STATED EXERCISE A:
Translate this sentence from the DPA scheme debate below into Spanish: "Pursuant to the Government’s policy on post-legislative scrutiny, of which noble Lords are aware, all new primary legislation is reviewed within five years of Royal Assent."
STATED EXERCISE B:
Continue the DPA scheme debate below, starting right after its final sentence.
===== SOURCE DOCUMENT =====
Let me assure the noble Lord, Lord Beecham, that the Government will review the operation of the scheme following its introduction, and I am content to reiterate that undertaking here. Pursuant to the Government’s policy on post-legislative scrutiny, of which noble Lords are aware, all new primary legislation is reviewed within five years of Royal Assent. We consider that there is no need to provide a statutory basis for the review of the DPA legislation and consider, on this occasion, that the undertaking we have given on post-legislative scrutiny conducted in the usual way is sufficient.

Amendment 116E, which was tabled by the noble and learned Lord, Lord Goldsmith, broadens the scope of the Secretary of State’s power to specify by order further offences in relation to which DPAs may be entered. As has been stated already, the amendment would extend its scope to the addition of any offence whatever that could be committed by an organisation. We discussed this issue in Committee and have considered with great care the potential to extend the scope of the DPA scheme to cover a broader range of offences. The Government remain of the view that the scope of the scheme should be limited to financial and economic wrongdoing and that it should not be extended beyond this by way of secondary legislation for the following reasons.
===== DATASET EXCERPTS =====
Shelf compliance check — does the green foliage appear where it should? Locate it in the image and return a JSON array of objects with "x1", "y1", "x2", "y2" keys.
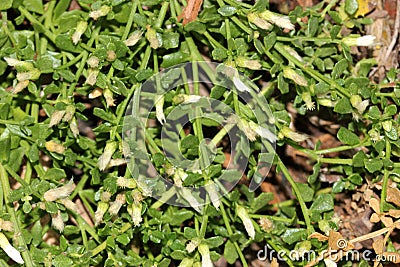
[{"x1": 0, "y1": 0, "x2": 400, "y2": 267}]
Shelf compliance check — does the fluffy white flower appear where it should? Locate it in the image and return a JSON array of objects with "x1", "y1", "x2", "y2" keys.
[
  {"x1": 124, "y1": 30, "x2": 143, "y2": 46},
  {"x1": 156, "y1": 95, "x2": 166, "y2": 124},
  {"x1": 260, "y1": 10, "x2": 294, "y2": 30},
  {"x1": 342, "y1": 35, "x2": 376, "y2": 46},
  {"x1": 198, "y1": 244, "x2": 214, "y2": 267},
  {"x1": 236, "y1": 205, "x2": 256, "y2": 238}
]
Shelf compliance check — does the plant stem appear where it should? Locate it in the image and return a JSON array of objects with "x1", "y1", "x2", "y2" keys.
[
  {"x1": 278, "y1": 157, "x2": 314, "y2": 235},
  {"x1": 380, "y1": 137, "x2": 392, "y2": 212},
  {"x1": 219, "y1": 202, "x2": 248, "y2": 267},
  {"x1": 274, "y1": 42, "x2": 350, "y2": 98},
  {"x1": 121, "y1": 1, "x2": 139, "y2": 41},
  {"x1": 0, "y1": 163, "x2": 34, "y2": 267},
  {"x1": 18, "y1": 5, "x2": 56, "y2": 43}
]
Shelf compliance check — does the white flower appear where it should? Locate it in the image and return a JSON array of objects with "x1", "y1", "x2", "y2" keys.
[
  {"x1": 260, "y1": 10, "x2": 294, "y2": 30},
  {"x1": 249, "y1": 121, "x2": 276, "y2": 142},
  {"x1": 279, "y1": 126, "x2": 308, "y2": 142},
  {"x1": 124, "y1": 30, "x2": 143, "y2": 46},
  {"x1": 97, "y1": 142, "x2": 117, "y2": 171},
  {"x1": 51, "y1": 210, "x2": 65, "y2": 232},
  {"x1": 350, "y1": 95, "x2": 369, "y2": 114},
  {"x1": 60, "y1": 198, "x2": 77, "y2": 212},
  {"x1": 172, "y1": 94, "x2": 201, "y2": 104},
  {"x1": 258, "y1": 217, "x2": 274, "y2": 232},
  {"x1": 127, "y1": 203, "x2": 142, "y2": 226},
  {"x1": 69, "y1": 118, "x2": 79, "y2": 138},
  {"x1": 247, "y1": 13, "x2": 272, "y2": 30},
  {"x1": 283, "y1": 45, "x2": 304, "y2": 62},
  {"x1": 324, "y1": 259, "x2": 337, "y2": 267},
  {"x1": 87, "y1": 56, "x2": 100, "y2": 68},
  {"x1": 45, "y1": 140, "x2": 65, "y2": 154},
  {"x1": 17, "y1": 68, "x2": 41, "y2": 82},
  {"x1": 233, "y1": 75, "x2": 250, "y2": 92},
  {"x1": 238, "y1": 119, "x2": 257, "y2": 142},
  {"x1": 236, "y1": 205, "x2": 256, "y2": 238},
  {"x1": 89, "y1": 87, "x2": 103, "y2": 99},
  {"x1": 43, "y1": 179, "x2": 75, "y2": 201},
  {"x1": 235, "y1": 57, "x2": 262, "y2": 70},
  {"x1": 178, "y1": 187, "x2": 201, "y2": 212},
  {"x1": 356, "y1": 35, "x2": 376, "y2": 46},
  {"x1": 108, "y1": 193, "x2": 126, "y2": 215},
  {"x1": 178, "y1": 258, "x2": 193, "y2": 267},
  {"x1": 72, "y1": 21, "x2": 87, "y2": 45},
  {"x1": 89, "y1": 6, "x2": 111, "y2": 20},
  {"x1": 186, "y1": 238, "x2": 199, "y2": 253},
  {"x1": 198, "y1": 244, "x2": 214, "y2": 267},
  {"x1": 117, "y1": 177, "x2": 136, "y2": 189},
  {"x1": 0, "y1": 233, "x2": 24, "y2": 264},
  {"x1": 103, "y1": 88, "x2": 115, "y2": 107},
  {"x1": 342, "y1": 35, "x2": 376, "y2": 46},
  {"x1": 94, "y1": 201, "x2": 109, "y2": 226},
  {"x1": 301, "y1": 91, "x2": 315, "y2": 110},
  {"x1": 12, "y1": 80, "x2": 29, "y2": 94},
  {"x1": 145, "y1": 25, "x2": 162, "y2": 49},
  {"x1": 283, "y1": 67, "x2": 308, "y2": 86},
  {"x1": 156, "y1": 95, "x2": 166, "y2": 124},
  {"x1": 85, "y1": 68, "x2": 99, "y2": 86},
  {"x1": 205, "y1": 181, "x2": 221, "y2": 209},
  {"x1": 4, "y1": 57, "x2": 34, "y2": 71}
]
=====
EXPECTED ANSWER A:
De conformidad con la política del Gobierno sobre el control poslegislativo, de la que los nobles Lores tienen conocimiento, toda nueva legislación primaria se revisa en un plazo de cinco años a partir del asentimiento real.

EXPECTED ANSWER B:
First, 77% of the respondents to our consultation agreed that corporate economic crime is the right focus for these proposals, at least initially. Fewer than half of respondents supported the broader availability of DPAs. As we made clear in Committee, the proposals set out in Schedule 17 have been designed as a response to the particular problems of prosecuting organisations alleged to have been involved in financial or economic wrongdoing. Too few organisations are being held to account for economic wrongdoing owing to the particular challenges in investigating and prosecuting the conduct. These challenges are not as acute for other types of corporate offending, including—and I know other noble Lords have mentioned this—environmental offending, where successful prosecutions have been made and where there is already a range of effective alternatives to prosecution. Those responsible for prosecuting offences other than economic and financial crimes have not identified a broader need for DPAs.

The introduction of DPAs, as I have already said, is very much a toe-dipping exercise. We need to ensure that the benefits of DPAs are proven, that there are no unintended consequences and that the right cases are still being prosecuted before considering broadening the scope. The Government are therefore opposed at this stage to removing the restriction on the offences that might be brought within the scope of these proposals. We remain firmly of the view that the current draft of the schedule draws the scope of the DPA scheme appropriately.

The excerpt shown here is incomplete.